Uncomfortable Truths: The Wine Edition

TruthsSome truths are uncomfortable.

The Experts Are the Best Sources of Wine Info and Recommendations
The tendancy to disparage "wine experts" or "wine elite" grows as the role of social media and peer reviews grow. Yet the fact remains that the experts are the best and most reliable source of information on wine. Folks like Eric Asimov, Robert Parker, Jim Laube, Jancis Robinson, Steve Heimoff, Charles Olken, Dan Berger, Lettie Teague, Jon Bonne and other well known experts are the one's with the experience to best understand wine and best provide well-founded recommendations and critiques. There is no way around the fact that experience = expertise. It doesn't matter if you are talkinb about archeology, Rock n Roll, cheese, interior decorating or wine.

Expensive Wine Is Almost Always Better
While I realize that, like beauty, taste is in the palate of the beholder, it is a fact that a more expensive wine is likely to be a higher quality wine. The price of wine is generally dependant upon three things: the cost of production, the supply and the demand. More expensive wines almost always cost more to make because the they use better ingredients (grapes, barrels, winemakers, etc), because the demand for the wines are higher, and the supply is generally limited. I've argued in the past that pronouncements of quality are entirely subjective. But within the world of consensus understandings, we will almost always understand that more expensive wines are appreciated in greater degree than less expensive wines.

Few People Know What They are Talking About When It Comes to Terroir
We talk a lot about "terroir" and the taste of the soil in this business and industry. We all submit that translating the terroir into the bottle is paramount to the process. Yet the fact is, 99.9% of folks who talk about this sort of thing could not pick a Russian River Valley Pinot out of a line up that also included a Santa Barbara, New Zealand, and Carneros Pinot. And let's not even talk about trying to identify a Pinot from one vineyard and a Pinot from another vineyard a mile down the road. The implications of this uncomfortable truth are many, not the least of which is the role that faith plays in the area of wine appreciation.

• Work to be completed:
Continue the piece on uncomfortable truths about wine from the point where it stops.

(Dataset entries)
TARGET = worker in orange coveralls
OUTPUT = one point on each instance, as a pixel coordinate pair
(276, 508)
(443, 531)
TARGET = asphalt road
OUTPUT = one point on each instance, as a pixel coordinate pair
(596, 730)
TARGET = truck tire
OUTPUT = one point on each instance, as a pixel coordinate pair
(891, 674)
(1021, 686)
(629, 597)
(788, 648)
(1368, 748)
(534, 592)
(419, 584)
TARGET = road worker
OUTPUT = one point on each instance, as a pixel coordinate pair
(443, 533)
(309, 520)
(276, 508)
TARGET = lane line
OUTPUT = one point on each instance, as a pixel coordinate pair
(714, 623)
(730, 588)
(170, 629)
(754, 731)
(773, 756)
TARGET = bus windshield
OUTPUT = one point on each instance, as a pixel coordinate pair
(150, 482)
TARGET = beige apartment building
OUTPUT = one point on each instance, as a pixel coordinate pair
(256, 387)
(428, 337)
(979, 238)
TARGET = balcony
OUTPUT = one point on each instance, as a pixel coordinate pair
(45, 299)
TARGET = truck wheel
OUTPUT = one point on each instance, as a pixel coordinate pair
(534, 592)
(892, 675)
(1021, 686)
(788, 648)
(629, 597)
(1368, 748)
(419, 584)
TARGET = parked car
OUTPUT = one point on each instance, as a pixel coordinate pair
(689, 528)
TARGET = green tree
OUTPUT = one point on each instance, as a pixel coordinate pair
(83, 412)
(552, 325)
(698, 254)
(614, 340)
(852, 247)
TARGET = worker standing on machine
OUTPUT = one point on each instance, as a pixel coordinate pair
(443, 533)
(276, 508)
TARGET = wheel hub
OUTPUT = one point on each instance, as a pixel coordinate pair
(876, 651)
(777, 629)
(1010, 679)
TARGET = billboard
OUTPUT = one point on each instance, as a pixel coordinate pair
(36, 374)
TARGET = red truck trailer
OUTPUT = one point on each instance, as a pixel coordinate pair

• Answer box:
Natural Wine Isn't Natural
Lots of talk of "natural" wine these days. More producers, retailers, wine bars and events are dedicated to the stuff. But "natural" is to wine as California Sparkling wine is to Champagne. It isn't that. "Natural" wine is processed grape juice and the processing and manipulation begins in the vineyard and ends with the marketing.

Ratings Sell LOTS of Wine
Despite the constant din of criticism of ratings and the 100 Point rating system in particular, ratings sell big time. And the 100 Point rating system is a huge driver of sales. If you don't think so, talk to the winemaker that just got their first 95 point rating from Robert Parker's Wine Advocate or the Wine Spectator. Then ask them, would you rather have a string of tweets about your great wine or a 95 point rating from Robert Parker.

Driving the California Wine Routes Can Be Dangerous To Your Health
Driving along Highway 29 in Napa Valley, Highway 12 in Sonoma Valley or Westside Road in the Russian River Valley around 5pm on a Saturday can be very dangerous to your health. The problem is that so many folks who have just consumed way too much wine are on the roads. They may have been sipping, but in many cases it has been an all day sipping affair that is in reality and all-day drinking affair. This uncomfortable truth has yet to affect the local hospitality industry in substantial ways, but it just could in coming years when the next terrible tradjedy happens.

Too Much Wine Marketing Relies On The Idea That "You Can Be Better Than Them"
If you drink this wine, if you consume wines from this area, if you visit this wine region, you'll be a better, more sophisticated person than your neighbor. That, in a nutshell, is the basis of a great deal of wine-related marketing: being a "wine person" makes you a "better person". It is not an unusual marketing message. In fact, it is a message common to most luxury good products. But it is a little distasteful.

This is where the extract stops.